§ **ASSIGNMENT**: Beneath this task are records; print exactly the stretch of them from the line with "negative clicks: (1668, 566)" through the line with "650L1607 819L1643 817L1633", both ends included.

Collected data:
================================

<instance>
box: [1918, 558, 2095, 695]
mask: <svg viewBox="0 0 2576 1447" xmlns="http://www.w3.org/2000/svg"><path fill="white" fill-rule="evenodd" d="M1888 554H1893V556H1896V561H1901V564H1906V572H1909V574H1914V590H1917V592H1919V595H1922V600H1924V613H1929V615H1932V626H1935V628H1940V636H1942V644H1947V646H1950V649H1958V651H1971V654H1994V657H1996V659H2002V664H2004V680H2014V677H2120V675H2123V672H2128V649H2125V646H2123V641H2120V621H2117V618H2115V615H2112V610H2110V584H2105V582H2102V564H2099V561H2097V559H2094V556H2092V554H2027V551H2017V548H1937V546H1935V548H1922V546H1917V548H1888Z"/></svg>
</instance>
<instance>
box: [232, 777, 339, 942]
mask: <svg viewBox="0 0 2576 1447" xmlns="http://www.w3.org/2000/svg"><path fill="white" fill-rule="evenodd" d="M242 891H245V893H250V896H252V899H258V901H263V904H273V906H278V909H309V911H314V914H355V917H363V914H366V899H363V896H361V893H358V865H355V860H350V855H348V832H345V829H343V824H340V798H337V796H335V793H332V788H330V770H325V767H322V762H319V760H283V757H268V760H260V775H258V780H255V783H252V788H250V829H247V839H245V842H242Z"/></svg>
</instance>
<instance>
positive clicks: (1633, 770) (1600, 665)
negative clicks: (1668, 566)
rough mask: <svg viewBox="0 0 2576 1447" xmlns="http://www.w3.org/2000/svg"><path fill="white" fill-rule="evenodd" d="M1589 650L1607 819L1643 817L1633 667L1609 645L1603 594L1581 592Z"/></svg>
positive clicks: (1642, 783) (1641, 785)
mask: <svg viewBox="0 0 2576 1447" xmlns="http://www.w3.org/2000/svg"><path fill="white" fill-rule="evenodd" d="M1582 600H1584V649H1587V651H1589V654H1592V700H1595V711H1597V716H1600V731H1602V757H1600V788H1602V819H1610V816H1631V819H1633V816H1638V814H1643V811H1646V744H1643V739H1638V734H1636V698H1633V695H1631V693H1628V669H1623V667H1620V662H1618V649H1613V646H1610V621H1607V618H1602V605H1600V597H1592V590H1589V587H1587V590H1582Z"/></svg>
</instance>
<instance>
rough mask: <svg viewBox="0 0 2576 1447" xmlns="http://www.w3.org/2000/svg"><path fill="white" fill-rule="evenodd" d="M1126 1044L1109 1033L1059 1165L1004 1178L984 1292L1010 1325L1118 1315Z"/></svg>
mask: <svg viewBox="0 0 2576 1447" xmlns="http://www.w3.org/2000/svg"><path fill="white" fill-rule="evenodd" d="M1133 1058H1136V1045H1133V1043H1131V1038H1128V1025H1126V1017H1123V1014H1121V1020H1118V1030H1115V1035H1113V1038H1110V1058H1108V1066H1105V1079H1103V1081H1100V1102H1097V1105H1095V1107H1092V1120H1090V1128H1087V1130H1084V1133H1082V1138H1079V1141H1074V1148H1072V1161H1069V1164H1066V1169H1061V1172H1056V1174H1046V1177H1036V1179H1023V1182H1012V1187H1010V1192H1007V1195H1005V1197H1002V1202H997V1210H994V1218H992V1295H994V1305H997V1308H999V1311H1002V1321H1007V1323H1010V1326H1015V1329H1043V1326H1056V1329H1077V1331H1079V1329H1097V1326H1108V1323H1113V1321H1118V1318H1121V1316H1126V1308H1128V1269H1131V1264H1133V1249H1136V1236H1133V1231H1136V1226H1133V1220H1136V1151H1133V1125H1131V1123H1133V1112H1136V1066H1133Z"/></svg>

================================

§ **RESPONSE BOX**:
negative clicks: (1668, 566)
rough mask: <svg viewBox="0 0 2576 1447" xmlns="http://www.w3.org/2000/svg"><path fill="white" fill-rule="evenodd" d="M1589 650L1607 819L1643 817L1633 667L1609 645L1603 594L1581 592Z"/></svg>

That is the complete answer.